■ **Problem description**
Change each "sample" in the records below to "template", and leave every other part of the lines as it is.
== Recorded information
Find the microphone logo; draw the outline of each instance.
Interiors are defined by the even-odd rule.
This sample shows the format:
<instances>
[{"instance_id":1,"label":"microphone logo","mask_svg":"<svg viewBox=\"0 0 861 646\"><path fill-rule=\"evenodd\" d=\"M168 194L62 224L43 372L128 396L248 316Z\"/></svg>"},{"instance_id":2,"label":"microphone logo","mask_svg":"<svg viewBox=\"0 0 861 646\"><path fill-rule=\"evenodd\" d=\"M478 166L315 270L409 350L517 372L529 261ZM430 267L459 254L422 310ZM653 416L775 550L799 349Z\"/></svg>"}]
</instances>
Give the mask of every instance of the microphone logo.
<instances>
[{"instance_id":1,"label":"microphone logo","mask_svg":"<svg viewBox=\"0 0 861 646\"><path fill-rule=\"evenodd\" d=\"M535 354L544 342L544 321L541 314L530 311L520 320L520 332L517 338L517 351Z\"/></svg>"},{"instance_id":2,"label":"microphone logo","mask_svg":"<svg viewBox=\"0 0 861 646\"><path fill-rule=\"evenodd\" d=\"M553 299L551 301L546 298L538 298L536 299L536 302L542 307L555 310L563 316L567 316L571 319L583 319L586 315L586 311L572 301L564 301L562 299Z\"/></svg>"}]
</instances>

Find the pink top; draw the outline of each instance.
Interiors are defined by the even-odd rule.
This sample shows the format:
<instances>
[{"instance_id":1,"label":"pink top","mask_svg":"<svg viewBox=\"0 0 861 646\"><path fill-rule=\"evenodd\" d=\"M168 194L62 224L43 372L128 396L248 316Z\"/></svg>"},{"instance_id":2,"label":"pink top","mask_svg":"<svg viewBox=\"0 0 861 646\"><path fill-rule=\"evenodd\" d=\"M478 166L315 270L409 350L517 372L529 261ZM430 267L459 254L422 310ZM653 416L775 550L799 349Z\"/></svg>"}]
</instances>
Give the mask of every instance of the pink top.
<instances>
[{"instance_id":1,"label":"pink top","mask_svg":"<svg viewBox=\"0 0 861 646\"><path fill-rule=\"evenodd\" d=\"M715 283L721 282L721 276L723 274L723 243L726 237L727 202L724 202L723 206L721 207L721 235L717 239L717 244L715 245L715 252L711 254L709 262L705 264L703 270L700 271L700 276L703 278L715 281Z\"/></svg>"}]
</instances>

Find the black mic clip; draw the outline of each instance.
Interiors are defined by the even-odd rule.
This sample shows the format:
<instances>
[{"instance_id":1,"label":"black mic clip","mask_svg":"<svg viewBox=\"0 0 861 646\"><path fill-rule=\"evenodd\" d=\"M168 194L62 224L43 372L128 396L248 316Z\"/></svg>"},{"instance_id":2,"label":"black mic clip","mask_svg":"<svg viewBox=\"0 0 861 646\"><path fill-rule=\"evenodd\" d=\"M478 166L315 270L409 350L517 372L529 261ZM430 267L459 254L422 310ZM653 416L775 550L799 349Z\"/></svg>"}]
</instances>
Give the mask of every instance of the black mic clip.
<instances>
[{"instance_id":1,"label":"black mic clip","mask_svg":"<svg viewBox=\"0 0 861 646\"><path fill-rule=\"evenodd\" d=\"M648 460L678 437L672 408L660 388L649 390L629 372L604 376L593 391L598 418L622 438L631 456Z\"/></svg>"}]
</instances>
====
■ **Expected answer**
Find the microphone logo; draw the outline of each instance.
Interiors are defined by the even-odd rule.
This template shows the format:
<instances>
[{"instance_id":1,"label":"microphone logo","mask_svg":"<svg viewBox=\"0 0 861 646\"><path fill-rule=\"evenodd\" d=\"M168 194L62 224L43 372L128 396L248 316Z\"/></svg>"},{"instance_id":2,"label":"microphone logo","mask_svg":"<svg viewBox=\"0 0 861 646\"><path fill-rule=\"evenodd\" d=\"M478 166L315 270L409 350L517 372L529 261ZM430 267L459 254L422 310ZM653 416L775 550L799 349Z\"/></svg>"}]
</instances>
Give the mask of every instance of the microphone logo.
<instances>
[{"instance_id":1,"label":"microphone logo","mask_svg":"<svg viewBox=\"0 0 861 646\"><path fill-rule=\"evenodd\" d=\"M535 354L544 342L544 321L541 314L530 311L520 320L520 332L517 338L517 351Z\"/></svg>"},{"instance_id":2,"label":"microphone logo","mask_svg":"<svg viewBox=\"0 0 861 646\"><path fill-rule=\"evenodd\" d=\"M553 299L551 301L546 298L538 298L536 299L536 302L542 307L555 310L563 316L567 316L571 319L583 319L586 315L586 311L572 301L564 301L562 299Z\"/></svg>"}]
</instances>

Find the pink top; draw the outline of each instance.
Interiors are defined by the even-odd rule.
This template shows the format:
<instances>
[{"instance_id":1,"label":"pink top","mask_svg":"<svg viewBox=\"0 0 861 646\"><path fill-rule=\"evenodd\" d=\"M168 194L62 224L43 372L128 396L248 316Z\"/></svg>"},{"instance_id":2,"label":"pink top","mask_svg":"<svg viewBox=\"0 0 861 646\"><path fill-rule=\"evenodd\" d=\"M478 166L315 270L409 350L517 372L529 261ZM430 267L459 254L422 310ZM653 416L775 550L799 349Z\"/></svg>"}]
</instances>
Give the mask of every instance of the pink top.
<instances>
[{"instance_id":1,"label":"pink top","mask_svg":"<svg viewBox=\"0 0 861 646\"><path fill-rule=\"evenodd\" d=\"M715 283L721 282L721 276L723 274L723 243L726 237L727 202L724 202L723 206L721 207L721 235L717 239L717 244L715 245L715 252L711 254L709 262L705 264L703 270L700 271L700 276L703 278L715 281Z\"/></svg>"}]
</instances>

Find the black mic clip; draw the outline of each instance.
Interiors are defined by the even-odd rule.
This template shows the format:
<instances>
[{"instance_id":1,"label":"black mic clip","mask_svg":"<svg viewBox=\"0 0 861 646\"><path fill-rule=\"evenodd\" d=\"M168 194L62 224L43 372L128 396L248 316Z\"/></svg>"},{"instance_id":2,"label":"black mic clip","mask_svg":"<svg viewBox=\"0 0 861 646\"><path fill-rule=\"evenodd\" d=\"M478 166L315 270L409 350L517 372L529 261ZM430 267L459 254L422 310ZM653 416L775 550L799 349Z\"/></svg>"}]
</instances>
Give the mask of every instance of the black mic clip.
<instances>
[{"instance_id":1,"label":"black mic clip","mask_svg":"<svg viewBox=\"0 0 861 646\"><path fill-rule=\"evenodd\" d=\"M648 460L678 437L672 408L660 388L649 390L629 372L604 376L593 391L598 418L622 438L631 456Z\"/></svg>"}]
</instances>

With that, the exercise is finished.